(Lines of data)
-- start --

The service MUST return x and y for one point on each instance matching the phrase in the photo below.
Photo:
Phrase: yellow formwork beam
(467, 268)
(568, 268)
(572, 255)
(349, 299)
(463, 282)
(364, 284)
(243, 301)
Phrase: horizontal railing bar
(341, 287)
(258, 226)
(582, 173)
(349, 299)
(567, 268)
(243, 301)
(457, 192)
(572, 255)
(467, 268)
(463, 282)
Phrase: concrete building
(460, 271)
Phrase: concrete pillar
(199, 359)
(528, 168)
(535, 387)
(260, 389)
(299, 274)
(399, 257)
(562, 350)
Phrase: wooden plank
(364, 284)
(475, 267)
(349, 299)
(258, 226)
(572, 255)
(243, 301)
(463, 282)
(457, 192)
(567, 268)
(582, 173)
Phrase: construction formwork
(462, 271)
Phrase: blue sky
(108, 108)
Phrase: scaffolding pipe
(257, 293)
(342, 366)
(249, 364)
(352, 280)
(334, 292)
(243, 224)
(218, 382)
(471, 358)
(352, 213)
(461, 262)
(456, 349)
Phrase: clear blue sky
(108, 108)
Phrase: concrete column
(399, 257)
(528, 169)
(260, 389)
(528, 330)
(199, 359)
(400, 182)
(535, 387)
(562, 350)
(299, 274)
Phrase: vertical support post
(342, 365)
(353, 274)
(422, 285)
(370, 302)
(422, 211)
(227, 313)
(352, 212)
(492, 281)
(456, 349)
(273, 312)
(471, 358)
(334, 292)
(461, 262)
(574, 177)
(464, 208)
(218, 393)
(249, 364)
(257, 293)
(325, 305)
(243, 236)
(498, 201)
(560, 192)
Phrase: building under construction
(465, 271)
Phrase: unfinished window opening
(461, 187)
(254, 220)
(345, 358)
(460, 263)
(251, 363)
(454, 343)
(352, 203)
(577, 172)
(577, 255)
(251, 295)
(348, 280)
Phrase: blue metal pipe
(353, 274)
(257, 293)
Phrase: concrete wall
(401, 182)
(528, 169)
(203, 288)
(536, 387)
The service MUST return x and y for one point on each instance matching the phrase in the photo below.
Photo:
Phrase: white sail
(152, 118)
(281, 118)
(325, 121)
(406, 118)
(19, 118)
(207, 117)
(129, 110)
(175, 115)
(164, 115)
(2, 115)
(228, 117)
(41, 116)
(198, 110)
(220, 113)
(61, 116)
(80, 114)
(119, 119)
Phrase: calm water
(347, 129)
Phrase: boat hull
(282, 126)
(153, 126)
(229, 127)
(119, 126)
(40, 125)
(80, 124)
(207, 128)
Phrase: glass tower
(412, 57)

-- end --

▶ [Short task]
Can you output the items above as a JSON list of strings, one string per line, leaving out any blank lines?

▶ [Result of this exercise]
[
  "The service MUST return x and y for one point on each instance matching the phrase in the photo below.",
  "Photo:",
  "Phrase: yellow formwork beam",
  "(467, 268)",
  "(568, 268)",
  "(572, 255)",
  "(349, 299)",
  "(463, 282)",
  "(364, 284)",
  "(243, 301)",
  "Phrase: horizontal railing bar",
  "(341, 287)",
  "(258, 226)",
  "(582, 173)",
  "(349, 299)",
  "(567, 268)",
  "(243, 301)",
  "(457, 192)",
  "(572, 255)",
  "(467, 268)",
  "(463, 282)",
  "Phrase: concrete building",
  "(460, 271)",
  "Phrase: concrete pillar",
  "(199, 359)",
  "(528, 168)",
  "(535, 387)",
  "(260, 389)",
  "(299, 274)",
  "(399, 257)",
  "(562, 350)",
  "Phrase: wooden plank",
  "(364, 284)",
  "(475, 267)",
  "(349, 299)",
  "(258, 226)",
  "(572, 255)",
  "(243, 301)",
  "(463, 282)",
  "(457, 192)",
  "(567, 268)",
  "(582, 173)",
  "Phrase: construction formwork",
  "(462, 271)",
  "Phrase: blue sky",
  "(108, 108)",
  "Phrase: scaffolding pipe",
  "(257, 293)",
  "(342, 366)",
  "(249, 364)",
  "(352, 280)",
  "(334, 292)",
  "(243, 224)",
  "(218, 382)",
  "(471, 358)",
  "(352, 213)",
  "(461, 262)",
  "(456, 349)",
  "Phrase: clear blue sky",
  "(108, 108)",
  "Phrase: concrete column",
  "(399, 257)",
  "(528, 169)",
  "(260, 389)",
  "(528, 330)",
  "(199, 359)",
  "(400, 182)",
  "(535, 387)",
  "(562, 350)",
  "(299, 274)",
  "Phrase: vertical support post",
  "(342, 365)",
  "(353, 274)",
  "(422, 285)",
  "(370, 302)",
  "(422, 211)",
  "(227, 313)",
  "(352, 212)",
  "(492, 281)",
  "(456, 349)",
  "(273, 312)",
  "(471, 358)",
  "(334, 292)",
  "(461, 262)",
  "(574, 177)",
  "(464, 208)",
  "(218, 393)",
  "(249, 364)",
  "(257, 293)",
  "(325, 305)",
  "(243, 236)",
  "(498, 201)",
  "(560, 192)",
  "Phrase: building under construction",
  "(465, 271)",
  "Phrase: unfinished window opening",
  "(461, 187)",
  "(254, 220)",
  "(345, 358)",
  "(460, 263)",
  "(251, 363)",
  "(454, 343)",
  "(352, 203)",
  "(577, 172)",
  "(577, 255)",
  "(251, 295)",
  "(348, 280)",
  "Phrase: blue metal pipe",
  "(353, 274)",
  "(257, 293)",
  "Phrase: concrete wall",
  "(401, 182)",
  "(528, 169)",
  "(203, 288)",
  "(536, 387)",
  "The service MUST return x and y for one point on each instance matching the phrase in the photo below.",
  "Photo:",
  "Phrase: white sail",
  "(152, 118)",
  "(281, 118)",
  "(325, 121)",
  "(406, 118)",
  "(19, 118)",
  "(207, 117)",
  "(129, 110)",
  "(175, 115)",
  "(164, 115)",
  "(2, 115)",
  "(228, 117)",
  "(41, 116)",
  "(198, 110)",
  "(220, 113)",
  "(61, 116)",
  "(80, 114)",
  "(119, 119)",
  "Phrase: calm water",
  "(347, 129)",
  "Phrase: boat hull",
  "(282, 126)",
  "(153, 126)",
  "(229, 127)",
  "(119, 126)",
  "(40, 125)",
  "(80, 124)",
  "(207, 128)",
  "Phrase: glass tower",
  "(412, 57)"
]